** Opening INPUT block **

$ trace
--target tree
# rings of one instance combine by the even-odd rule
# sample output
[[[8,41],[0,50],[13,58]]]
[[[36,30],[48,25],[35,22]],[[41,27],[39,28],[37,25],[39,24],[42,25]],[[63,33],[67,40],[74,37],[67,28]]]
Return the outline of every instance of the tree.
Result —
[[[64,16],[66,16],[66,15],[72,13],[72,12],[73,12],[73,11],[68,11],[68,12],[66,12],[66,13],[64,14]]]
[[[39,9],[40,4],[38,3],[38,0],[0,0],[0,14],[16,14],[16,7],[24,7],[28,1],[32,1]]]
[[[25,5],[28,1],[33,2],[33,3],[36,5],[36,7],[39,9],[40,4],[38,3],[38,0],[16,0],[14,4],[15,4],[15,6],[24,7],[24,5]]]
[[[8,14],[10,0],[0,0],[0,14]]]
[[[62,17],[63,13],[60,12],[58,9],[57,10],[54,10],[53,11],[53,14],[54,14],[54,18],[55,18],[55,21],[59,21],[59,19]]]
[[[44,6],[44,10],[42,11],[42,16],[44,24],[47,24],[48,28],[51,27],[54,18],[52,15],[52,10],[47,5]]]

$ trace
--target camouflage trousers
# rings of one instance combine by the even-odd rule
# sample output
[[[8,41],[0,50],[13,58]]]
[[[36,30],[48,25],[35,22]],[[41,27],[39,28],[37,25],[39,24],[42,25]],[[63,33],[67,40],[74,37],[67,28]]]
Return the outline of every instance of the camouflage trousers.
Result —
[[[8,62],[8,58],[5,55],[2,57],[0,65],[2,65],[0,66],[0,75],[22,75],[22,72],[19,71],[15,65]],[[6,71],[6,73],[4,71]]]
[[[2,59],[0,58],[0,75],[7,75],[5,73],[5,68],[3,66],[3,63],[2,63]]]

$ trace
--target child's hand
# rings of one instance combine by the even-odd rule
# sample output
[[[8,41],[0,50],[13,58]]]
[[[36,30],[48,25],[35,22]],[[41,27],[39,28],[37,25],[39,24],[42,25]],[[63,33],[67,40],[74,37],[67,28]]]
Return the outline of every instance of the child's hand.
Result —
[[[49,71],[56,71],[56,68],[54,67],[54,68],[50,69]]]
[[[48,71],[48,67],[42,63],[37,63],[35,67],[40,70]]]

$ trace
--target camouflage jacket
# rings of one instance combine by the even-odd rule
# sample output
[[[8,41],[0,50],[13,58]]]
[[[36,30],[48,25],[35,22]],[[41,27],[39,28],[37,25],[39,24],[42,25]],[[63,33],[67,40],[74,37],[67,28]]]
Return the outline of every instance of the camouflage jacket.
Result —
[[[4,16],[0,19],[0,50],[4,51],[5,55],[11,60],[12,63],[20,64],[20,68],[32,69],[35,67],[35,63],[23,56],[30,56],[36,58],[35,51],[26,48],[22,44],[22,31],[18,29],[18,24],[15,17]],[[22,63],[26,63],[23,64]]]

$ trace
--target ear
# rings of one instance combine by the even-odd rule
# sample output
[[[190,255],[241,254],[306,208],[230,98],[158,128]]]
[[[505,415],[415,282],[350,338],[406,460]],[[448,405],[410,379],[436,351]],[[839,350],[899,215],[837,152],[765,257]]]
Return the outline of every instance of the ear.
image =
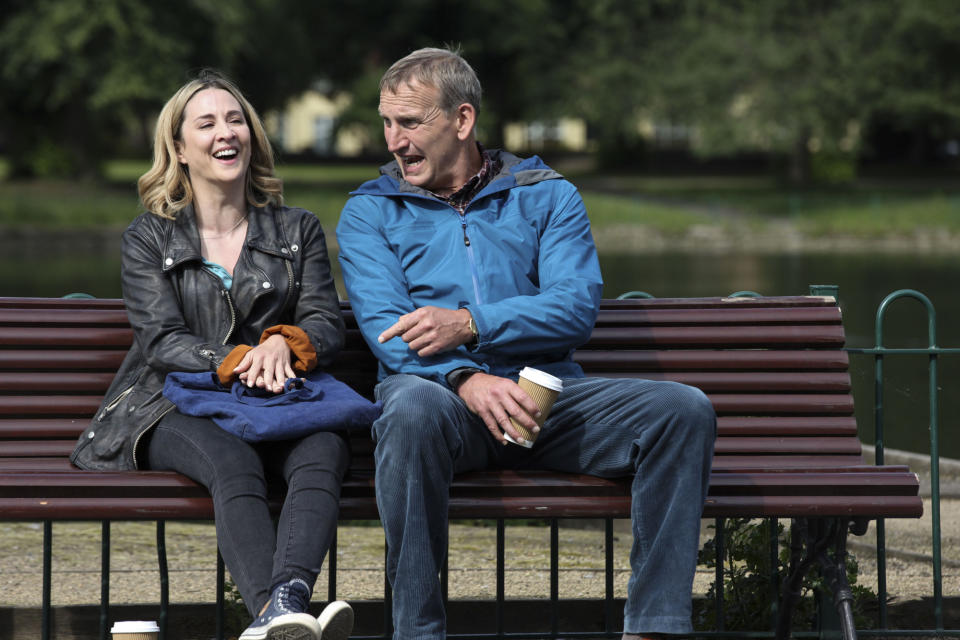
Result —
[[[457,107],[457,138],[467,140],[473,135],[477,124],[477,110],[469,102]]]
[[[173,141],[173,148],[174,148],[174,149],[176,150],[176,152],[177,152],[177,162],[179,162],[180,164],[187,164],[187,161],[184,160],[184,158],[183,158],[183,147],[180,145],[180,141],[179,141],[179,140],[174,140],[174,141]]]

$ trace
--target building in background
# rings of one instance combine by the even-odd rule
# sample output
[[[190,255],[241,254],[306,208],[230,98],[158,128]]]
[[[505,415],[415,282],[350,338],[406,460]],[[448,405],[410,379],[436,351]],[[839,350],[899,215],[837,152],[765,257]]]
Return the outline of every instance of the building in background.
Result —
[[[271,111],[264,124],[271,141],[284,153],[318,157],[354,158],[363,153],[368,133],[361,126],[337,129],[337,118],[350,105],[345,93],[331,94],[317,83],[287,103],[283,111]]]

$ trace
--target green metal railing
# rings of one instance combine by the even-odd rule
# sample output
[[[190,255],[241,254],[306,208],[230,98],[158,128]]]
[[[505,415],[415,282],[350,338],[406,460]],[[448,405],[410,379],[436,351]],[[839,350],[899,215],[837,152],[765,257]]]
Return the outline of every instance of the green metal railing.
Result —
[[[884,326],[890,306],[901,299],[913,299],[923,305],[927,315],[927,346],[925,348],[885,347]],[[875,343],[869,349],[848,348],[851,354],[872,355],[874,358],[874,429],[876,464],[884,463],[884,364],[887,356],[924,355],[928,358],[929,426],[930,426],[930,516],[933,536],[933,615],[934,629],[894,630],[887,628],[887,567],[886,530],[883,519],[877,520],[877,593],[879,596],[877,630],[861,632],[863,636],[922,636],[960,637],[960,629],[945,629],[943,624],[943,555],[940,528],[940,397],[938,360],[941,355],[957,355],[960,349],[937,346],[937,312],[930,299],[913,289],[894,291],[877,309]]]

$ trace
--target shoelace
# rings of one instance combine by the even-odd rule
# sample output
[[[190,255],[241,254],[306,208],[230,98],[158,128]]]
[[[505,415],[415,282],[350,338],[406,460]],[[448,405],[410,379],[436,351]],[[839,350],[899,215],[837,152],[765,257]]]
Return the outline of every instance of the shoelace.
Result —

** Closing INPUT block **

REQUIREMENT. Whenever a line of the entries contains the string "target", copy that line.

SOLUTION.
--target tree
--target camouflage trousers
--target child's hand
--target camouflage jacket
--target ear
--target building in background
--target green metal railing
--target shoelace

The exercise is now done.